Copy out the full text on how one Pakistani paper reports polio cases, word for word.

» Selected excerpt:

== == ==

Yellow Journalism: How One Pakistani Paper Reports Polio Cases

Yellow Journalism: How One Pakistani Paper Reports Polio Cases

When it comes to reporting on polio, Pakistani media shows it true color of bias and dishonesty. The latest couple of polio cases reported in Pakistan’s famous English daily Express Tribune offer a glimpse of such journalism.

On Friday, the paper ran a story with a blame-laden headline: Polio drops refusal: Child crippled for life by father’s negligence. The story referred to a 2-year-old boy near Quetta, Balochistan, who was never vaccinated by his father because he loved his son and apparently feared the vaccine would do him harm.polio-vaccine

So when the boy contracted polio, the paper held his father, Rab Nawaz, responsible for his son’s disease. The paper assumed, without any evidence or explanation, that if the boy had been vaccinated, he would have been safe. Since science doesn’t work on assumptions, and the paper never mentioned what kind of polio virus was it (many cases of polio are caused by the virus coming from the polio vaccine itself).

That aside, let’s look at another story in the paper about a polio cases that was reported on Tuesday, November 24, 2015. Express Tribune published the story on November 25th under the headline “Polio case reported in Khyber Agency”. This story makes no mention of the child’s vaccination status. Readers are not told whether the child was vaccinated or unvaccinated. All they get from the story is that a 2-year-old boy in Peshawar, named Abu Sufyan, tested positive for poliovirus. After that, the story abruptly turns to officials’ statements about what they are doing to vaccinate children. Why no mention of the vaccination status? Why not blame anyone for this case?

When the vaccination status is omitted from such stories about polio cases, knowledgeable readers get the reason to suspect that the child may have been vaccinated and yet got the disease. Obviously in such a case the vaccine’s failure to protect the child becomes evident. So did Express Tribune not know or not care to ask about Abu Sufyan’s vaccination status? Or could it be that they knew but chose not to include that information to favor the vaccine business?

== == ==

(Point-per-instance localization data)
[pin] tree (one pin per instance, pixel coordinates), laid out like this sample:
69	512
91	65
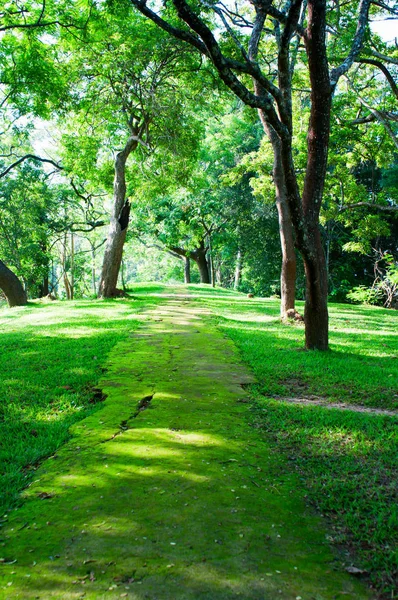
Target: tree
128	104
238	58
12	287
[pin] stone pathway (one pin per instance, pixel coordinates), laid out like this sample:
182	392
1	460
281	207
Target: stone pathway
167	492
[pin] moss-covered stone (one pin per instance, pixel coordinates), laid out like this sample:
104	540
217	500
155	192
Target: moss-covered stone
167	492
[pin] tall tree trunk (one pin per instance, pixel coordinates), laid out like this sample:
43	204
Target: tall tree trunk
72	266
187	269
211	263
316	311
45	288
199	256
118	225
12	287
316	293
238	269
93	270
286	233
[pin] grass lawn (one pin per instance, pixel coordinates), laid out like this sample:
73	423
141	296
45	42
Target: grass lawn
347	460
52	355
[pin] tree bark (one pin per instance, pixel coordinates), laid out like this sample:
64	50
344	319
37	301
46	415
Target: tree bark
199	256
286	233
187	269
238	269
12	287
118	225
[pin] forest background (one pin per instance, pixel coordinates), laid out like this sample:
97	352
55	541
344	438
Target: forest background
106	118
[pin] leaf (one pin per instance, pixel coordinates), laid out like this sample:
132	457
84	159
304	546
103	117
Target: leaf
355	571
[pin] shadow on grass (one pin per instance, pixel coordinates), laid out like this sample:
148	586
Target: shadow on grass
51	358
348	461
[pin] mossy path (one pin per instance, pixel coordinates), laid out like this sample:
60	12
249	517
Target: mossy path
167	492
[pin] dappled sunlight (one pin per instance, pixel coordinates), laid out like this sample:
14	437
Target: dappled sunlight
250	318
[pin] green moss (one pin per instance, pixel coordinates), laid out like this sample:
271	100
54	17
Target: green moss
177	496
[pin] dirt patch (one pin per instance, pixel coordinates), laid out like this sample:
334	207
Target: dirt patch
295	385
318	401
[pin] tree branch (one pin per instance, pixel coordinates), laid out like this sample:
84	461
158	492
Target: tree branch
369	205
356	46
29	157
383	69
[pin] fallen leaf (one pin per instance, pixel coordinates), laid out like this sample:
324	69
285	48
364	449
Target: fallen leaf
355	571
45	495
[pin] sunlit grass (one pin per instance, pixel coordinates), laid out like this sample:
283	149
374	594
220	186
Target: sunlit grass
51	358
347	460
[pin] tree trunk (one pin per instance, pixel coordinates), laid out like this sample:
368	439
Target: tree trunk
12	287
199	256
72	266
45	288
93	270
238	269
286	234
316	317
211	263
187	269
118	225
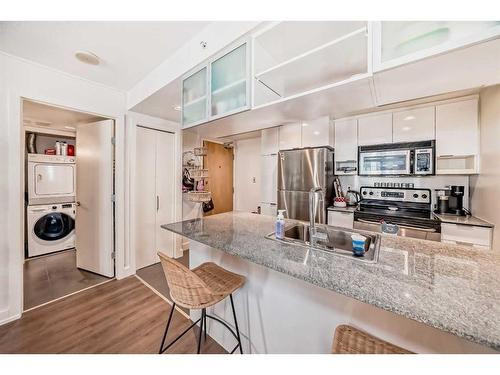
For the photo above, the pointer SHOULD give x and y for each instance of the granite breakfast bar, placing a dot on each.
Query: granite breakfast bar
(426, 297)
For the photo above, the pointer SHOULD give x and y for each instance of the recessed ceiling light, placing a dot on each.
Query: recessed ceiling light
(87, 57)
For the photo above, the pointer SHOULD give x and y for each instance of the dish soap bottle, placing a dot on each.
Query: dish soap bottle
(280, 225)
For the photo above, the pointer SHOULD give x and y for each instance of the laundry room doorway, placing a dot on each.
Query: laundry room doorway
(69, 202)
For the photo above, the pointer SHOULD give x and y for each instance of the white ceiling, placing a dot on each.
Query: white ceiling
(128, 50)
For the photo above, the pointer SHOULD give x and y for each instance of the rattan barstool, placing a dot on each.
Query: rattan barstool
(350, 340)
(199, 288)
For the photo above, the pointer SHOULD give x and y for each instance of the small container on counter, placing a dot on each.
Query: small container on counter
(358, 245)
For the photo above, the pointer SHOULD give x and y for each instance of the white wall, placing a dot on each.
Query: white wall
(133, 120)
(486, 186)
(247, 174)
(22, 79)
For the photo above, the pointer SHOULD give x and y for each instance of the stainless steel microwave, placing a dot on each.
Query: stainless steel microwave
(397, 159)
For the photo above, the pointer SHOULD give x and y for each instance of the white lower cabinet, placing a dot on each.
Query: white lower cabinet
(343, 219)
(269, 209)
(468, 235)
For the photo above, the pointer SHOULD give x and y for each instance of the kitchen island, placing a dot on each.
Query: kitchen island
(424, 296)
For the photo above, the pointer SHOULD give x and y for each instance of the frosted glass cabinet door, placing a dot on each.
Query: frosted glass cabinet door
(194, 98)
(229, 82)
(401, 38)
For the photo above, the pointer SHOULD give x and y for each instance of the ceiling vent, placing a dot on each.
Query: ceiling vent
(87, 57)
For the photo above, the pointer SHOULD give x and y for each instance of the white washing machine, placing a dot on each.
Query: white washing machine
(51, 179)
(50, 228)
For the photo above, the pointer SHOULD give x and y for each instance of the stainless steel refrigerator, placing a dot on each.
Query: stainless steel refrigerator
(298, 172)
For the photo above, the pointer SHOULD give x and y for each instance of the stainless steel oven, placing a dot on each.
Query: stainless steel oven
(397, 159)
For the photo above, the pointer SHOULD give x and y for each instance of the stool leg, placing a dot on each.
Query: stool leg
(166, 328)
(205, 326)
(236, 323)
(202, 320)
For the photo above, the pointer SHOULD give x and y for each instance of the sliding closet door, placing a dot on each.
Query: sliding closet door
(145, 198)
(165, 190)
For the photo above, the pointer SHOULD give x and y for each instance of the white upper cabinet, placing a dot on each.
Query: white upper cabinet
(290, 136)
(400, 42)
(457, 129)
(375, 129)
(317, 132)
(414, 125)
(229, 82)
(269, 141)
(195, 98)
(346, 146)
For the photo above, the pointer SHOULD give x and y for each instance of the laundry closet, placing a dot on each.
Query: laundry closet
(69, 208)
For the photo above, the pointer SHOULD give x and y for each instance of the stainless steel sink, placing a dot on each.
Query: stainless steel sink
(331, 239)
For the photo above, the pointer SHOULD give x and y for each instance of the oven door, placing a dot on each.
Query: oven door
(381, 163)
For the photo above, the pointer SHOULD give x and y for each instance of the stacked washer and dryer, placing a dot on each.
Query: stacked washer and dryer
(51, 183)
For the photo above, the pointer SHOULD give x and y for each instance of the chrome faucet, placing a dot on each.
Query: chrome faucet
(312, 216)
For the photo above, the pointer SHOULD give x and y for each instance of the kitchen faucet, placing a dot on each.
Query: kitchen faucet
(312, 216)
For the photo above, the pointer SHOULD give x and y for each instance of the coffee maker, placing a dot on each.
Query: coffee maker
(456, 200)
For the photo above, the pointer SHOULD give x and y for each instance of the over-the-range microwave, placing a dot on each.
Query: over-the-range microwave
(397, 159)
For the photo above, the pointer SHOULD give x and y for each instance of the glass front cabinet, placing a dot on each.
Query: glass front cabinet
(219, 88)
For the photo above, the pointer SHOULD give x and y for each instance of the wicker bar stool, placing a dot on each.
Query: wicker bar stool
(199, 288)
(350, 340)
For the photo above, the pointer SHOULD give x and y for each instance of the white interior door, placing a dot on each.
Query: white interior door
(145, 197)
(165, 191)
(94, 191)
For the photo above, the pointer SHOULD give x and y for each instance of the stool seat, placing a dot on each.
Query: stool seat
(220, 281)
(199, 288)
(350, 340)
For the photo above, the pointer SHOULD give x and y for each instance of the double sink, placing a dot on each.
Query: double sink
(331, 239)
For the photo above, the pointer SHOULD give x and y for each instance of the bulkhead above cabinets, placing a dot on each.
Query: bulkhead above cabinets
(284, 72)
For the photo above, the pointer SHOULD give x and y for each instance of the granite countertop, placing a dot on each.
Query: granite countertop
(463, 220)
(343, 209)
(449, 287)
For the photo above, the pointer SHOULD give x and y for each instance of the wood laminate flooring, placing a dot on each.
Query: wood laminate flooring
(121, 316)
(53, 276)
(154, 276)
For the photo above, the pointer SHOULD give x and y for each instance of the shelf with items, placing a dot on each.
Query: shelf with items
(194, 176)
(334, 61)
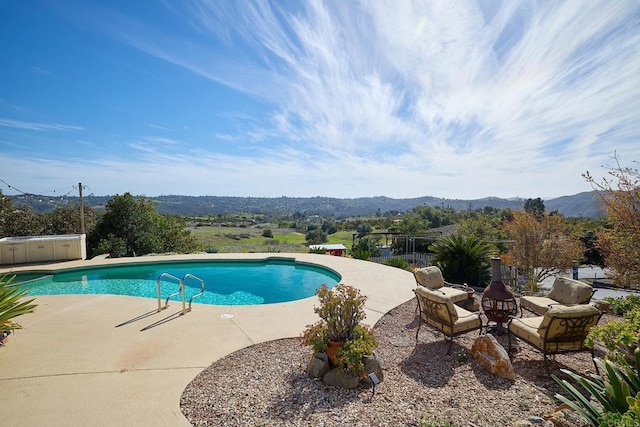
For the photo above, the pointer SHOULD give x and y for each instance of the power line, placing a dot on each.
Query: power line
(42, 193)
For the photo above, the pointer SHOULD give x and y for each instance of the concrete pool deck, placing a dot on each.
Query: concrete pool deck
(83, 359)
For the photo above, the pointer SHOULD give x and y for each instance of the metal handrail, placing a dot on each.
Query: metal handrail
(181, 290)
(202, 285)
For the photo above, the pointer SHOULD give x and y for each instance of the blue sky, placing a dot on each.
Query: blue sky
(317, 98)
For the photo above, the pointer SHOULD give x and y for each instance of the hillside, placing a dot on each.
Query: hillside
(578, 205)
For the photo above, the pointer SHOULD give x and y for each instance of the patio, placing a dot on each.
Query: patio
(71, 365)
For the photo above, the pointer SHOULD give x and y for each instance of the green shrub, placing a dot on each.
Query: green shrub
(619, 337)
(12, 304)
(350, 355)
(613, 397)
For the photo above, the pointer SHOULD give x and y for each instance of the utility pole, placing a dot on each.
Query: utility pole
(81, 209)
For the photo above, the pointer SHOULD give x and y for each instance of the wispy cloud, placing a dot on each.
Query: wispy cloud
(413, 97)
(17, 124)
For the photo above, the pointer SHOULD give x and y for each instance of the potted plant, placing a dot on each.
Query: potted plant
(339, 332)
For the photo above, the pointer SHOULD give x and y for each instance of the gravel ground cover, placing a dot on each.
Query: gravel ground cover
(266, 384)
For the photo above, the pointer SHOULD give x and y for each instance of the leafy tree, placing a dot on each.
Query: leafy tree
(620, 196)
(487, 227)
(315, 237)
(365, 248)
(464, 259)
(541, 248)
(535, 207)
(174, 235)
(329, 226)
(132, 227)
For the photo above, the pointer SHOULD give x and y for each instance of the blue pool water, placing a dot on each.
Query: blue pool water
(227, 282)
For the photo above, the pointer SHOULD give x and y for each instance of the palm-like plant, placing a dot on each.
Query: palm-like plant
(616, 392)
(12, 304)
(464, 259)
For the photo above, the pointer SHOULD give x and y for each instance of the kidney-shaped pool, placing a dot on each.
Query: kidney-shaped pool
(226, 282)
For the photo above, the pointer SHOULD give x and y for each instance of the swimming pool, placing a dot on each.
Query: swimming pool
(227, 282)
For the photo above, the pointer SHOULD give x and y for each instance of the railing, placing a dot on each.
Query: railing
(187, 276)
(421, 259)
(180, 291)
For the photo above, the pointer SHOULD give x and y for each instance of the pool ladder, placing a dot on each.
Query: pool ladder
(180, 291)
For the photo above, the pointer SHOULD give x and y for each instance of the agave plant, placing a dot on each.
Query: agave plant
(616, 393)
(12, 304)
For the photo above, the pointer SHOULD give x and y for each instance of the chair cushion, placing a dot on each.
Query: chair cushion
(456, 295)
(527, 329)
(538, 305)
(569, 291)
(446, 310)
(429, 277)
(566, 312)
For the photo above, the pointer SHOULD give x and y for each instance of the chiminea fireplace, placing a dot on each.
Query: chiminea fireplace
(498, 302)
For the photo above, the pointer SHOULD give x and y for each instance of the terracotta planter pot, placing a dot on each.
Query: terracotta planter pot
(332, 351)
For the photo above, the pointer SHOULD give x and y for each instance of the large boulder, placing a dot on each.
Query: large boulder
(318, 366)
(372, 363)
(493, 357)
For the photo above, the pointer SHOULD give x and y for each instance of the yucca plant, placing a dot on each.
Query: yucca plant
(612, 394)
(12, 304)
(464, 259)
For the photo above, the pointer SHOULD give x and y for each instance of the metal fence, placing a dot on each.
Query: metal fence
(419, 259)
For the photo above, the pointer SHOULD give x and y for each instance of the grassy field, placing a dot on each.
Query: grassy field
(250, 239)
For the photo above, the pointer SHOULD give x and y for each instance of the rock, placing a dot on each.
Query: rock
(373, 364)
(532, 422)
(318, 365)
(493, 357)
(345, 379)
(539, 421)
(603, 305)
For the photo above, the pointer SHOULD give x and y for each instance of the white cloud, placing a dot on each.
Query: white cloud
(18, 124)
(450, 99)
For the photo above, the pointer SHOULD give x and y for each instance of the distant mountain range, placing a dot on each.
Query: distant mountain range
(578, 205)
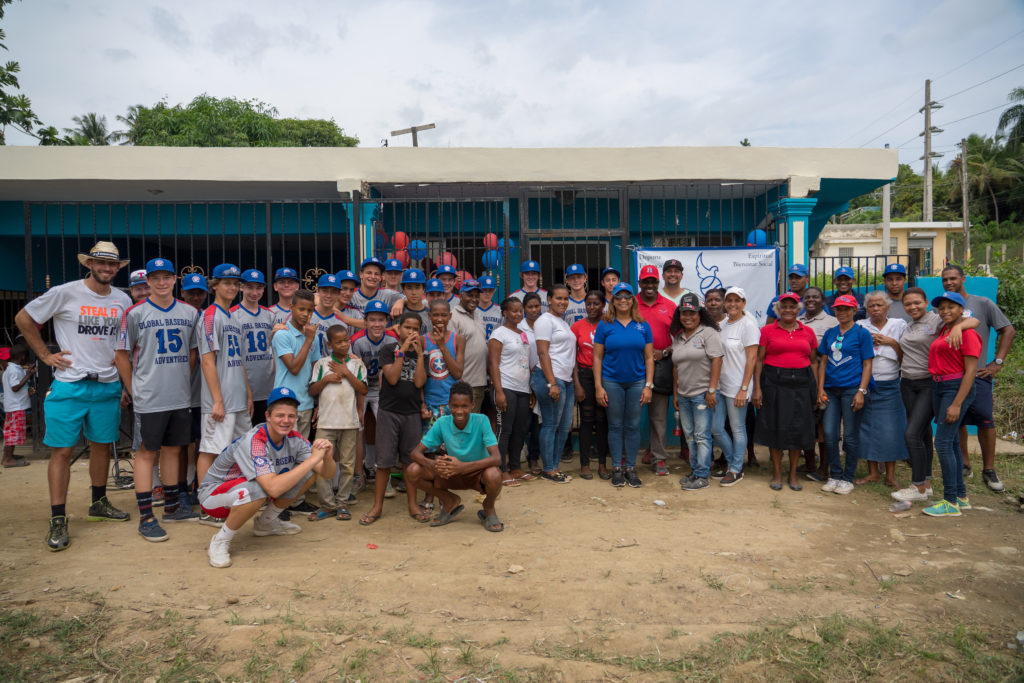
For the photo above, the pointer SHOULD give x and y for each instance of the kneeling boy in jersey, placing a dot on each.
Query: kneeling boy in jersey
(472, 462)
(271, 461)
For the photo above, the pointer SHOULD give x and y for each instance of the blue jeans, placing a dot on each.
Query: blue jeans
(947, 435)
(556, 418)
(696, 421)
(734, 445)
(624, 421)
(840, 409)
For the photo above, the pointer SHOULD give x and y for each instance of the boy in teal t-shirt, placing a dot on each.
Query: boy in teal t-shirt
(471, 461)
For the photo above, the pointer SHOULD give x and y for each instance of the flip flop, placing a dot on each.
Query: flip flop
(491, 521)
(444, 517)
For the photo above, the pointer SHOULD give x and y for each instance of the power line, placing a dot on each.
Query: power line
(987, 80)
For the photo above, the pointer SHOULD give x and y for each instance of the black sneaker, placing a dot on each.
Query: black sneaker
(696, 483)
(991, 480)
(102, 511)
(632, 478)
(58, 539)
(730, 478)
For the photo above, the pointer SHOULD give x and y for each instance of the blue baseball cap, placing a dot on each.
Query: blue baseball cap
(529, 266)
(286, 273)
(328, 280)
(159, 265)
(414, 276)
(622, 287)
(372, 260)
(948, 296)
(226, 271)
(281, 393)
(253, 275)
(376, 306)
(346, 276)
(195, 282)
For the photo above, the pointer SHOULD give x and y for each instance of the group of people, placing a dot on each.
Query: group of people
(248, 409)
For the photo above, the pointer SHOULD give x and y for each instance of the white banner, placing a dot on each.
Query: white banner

== == ==

» Task solution:
Yellow Journalism: How One Pakistani Paper Reports Polio Cases

Yellow Journalism: How One Pakistani Paper Reports Polio Cases

When it comes to reporting on polio, Pakistani media shows it true color of bias and dishonesty. The latest couple of polio cases reported in Pakistan’s famous English daily Express Tribune offer a glimpse of such journalism.

On Friday, the paper ran a story with a blame-laden headline: Polio drops refusal: Child crippled for life by father’s negligence. The story referred to a 2-year-old boy near Quetta, Balochistan, who was never vaccinated by his father because he loved his son and apparently feared the vaccine would do him harm.polio-vaccine

So when the boy contracted polio, the paper held his father, Rab Nawaz, responsible for his son’s disease. The paper assumed, without any evidence or explanation, that if the boy had been vaccinated, he would have been safe. Since science doesn’t work on assumptions, and the paper never mentioned what kind of polio virus was it (many cases of polio are caused by the virus coming from the polio vaccine itself).

That aside, let’s look at another story in the paper about a polio cases that was reported on Tuesday, November 24, 2015. Express Tribune published the story on November 25th under the headline “Polio case reported in Khyber Agency”. This story makes no mention of the child’s vaccination status. Readers are not told whether the child was vaccinated or unvaccinated. All they get from the story is that a 2-year-old boy in Peshawar, named Abu Sufyan, tested positive for poliovirus. After that, the story abruptly turns to officials’ statements about what they are doing to vaccinate children. Why no mention of the vaccination status? Why not blame anyone for this case?

When the vaccination status is omitted from such stories about polio cases, knowledgeable readers get the reason to suspect that the child may have been vaccinated and yet got the disease. Obviously in such a case the vaccine’s failure to protect the child becomes evident. So did Express Tribune not know or not care to ask about Abu Sufyan’s vaccination status? Or could it be that they knew but chose not to include that information to favor the vaccine business?